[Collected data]
=== Begin Enclosure ===

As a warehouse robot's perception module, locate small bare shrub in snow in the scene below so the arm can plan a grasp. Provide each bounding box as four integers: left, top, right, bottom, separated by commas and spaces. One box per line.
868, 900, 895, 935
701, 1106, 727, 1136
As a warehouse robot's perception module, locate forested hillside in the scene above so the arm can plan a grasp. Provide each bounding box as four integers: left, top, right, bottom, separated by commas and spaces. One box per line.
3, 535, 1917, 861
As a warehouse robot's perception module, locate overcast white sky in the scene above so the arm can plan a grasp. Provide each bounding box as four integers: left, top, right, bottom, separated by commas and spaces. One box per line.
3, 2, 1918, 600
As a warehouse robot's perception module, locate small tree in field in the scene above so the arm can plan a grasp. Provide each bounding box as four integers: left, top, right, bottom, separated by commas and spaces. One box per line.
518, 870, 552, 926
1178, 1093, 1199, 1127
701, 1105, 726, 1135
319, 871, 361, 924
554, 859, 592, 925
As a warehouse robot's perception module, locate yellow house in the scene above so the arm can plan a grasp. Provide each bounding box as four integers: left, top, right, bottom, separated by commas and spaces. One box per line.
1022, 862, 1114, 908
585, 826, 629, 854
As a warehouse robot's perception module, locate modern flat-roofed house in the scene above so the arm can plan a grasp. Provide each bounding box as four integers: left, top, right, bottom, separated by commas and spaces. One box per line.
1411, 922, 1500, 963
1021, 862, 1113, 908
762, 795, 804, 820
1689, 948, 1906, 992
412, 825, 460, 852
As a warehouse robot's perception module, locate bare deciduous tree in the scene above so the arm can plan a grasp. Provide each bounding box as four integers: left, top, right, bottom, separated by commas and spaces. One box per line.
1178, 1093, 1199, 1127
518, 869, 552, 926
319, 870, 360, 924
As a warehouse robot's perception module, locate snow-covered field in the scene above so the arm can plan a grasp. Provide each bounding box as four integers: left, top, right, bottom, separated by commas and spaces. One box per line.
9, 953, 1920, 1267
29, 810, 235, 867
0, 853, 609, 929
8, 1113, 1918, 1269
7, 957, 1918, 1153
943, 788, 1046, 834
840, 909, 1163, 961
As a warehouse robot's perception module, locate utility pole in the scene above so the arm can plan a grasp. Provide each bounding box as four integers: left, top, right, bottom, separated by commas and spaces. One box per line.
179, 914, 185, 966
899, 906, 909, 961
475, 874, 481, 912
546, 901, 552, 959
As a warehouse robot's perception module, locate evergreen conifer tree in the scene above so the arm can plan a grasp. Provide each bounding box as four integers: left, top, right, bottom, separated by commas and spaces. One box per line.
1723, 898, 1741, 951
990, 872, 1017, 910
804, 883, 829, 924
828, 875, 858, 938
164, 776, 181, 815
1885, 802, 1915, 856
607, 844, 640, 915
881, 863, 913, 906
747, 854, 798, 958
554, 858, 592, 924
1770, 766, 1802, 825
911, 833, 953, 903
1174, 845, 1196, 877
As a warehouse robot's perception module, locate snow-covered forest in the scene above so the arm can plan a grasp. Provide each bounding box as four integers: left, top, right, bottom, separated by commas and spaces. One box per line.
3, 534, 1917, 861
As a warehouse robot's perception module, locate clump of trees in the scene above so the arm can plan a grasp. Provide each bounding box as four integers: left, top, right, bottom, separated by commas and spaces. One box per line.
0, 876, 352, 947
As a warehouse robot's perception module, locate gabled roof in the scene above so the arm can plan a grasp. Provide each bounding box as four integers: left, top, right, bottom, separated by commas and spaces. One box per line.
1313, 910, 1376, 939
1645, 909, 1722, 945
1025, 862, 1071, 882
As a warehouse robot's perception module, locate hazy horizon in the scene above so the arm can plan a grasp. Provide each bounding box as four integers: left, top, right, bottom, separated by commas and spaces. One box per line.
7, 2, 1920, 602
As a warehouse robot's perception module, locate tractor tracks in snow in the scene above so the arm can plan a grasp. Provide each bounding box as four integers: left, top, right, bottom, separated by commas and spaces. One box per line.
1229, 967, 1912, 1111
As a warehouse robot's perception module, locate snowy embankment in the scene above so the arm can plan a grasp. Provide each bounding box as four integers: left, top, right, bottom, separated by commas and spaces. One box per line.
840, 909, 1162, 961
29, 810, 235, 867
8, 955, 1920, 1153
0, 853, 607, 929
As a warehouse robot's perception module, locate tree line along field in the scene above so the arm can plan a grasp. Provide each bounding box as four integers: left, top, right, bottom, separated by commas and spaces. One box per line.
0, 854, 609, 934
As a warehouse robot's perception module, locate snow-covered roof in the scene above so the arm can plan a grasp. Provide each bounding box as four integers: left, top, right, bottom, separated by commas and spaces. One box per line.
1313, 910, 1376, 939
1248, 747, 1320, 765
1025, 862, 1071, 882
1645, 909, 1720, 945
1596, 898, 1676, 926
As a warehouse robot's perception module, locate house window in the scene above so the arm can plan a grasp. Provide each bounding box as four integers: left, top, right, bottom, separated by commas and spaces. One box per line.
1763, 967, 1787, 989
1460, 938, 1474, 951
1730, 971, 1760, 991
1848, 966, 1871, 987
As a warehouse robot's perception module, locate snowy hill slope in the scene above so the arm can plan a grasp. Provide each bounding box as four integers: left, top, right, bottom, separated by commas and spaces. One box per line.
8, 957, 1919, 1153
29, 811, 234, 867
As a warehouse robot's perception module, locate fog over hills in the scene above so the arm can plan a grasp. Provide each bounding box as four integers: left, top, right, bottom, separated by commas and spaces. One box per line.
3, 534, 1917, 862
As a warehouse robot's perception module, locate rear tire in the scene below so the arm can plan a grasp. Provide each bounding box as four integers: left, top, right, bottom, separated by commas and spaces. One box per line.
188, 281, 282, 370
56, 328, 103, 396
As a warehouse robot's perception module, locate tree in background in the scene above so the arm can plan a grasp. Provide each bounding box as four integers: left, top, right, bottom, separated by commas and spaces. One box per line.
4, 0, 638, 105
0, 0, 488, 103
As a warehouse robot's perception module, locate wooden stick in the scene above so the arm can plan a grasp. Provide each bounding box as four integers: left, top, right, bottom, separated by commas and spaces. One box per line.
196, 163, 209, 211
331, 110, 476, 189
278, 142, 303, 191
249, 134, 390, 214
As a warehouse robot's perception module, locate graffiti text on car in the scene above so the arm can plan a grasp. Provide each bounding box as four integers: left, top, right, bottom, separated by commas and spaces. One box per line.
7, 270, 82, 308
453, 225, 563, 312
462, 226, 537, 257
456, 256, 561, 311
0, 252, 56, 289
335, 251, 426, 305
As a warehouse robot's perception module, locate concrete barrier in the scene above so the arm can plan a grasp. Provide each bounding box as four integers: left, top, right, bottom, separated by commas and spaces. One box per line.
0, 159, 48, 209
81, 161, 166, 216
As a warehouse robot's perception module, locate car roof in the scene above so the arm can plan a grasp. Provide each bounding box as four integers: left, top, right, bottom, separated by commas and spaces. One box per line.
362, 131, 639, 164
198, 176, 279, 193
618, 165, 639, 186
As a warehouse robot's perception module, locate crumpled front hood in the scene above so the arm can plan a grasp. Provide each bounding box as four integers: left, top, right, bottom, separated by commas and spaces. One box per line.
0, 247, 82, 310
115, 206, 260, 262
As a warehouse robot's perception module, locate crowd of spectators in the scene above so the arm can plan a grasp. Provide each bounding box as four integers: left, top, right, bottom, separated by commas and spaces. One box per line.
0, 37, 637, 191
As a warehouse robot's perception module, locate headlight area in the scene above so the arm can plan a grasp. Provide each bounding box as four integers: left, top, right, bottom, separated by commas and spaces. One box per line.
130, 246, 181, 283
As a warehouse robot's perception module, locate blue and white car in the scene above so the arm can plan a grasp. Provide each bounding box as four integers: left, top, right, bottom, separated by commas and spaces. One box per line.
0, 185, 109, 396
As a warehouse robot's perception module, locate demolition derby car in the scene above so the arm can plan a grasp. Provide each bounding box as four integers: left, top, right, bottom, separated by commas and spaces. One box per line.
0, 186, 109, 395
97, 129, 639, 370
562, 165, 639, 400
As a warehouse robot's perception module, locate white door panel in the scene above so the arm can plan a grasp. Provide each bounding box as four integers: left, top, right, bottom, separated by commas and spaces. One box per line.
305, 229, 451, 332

=== End Enclosure ===

- The task:
Return exactly the lines from the line holding "As a warehouse robot's perception module, locate demolition" to the last line of the data, with both of those lines included and nothing added.

- Task result:
As a warehouse robot's perception module, locate demolition derby car in the scene above so the arm can plan a grasp. Provide each bounding box as four integers: left, top, right, bottom, separated by commas and spaces. One box per line.
0, 186, 109, 395
97, 129, 639, 370
562, 165, 639, 400
As a warehouse robot's perception module, locate white door panel in the scene above so the arm can plan a grasp. Provide each bounding box as four integers: left, top, right, bottom, separated by commas and spaces. One box per line.
305, 229, 451, 332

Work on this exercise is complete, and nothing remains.